■ Problem details
Please transcribe exactly, and only, the lines of the data below between the line holding "positive clicks: (359, 926)" and the line holding "rough mask: <svg", inclusive.
=== Provided entries ===
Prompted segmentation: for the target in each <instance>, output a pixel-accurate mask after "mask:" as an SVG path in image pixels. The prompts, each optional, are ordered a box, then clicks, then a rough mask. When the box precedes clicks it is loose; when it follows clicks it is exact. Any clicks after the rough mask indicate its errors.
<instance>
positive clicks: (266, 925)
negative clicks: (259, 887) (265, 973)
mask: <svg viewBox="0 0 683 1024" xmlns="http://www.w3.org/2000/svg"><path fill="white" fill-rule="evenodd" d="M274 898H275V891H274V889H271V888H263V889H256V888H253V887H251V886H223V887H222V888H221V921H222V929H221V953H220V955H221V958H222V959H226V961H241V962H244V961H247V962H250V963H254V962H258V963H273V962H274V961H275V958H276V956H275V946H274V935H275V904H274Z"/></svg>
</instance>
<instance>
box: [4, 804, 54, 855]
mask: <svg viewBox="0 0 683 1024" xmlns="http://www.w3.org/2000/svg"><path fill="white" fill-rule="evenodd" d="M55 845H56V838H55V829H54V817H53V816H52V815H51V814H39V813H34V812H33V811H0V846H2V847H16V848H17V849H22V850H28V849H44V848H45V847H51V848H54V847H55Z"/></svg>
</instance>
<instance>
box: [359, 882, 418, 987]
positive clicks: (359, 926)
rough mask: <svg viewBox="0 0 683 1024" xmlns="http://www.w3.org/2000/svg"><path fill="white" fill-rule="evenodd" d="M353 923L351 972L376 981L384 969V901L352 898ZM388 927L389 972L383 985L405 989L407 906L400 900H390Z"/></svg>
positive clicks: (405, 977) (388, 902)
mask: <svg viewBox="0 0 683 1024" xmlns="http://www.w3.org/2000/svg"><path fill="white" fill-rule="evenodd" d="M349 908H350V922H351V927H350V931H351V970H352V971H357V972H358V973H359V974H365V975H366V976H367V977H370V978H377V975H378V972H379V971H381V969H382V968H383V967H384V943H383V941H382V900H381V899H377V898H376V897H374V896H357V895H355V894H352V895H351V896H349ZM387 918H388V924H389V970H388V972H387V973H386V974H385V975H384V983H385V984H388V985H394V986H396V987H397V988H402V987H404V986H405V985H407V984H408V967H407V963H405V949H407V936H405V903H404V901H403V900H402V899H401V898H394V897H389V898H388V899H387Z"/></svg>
===
■ Reply to the task
positive clicks: (359, 926)
rough mask: <svg viewBox="0 0 683 1024" xmlns="http://www.w3.org/2000/svg"><path fill="white" fill-rule="evenodd" d="M353 923L351 972L376 981L384 969V901L352 898ZM388 927L389 972L383 985L405 989L407 906L400 900H390Z"/></svg>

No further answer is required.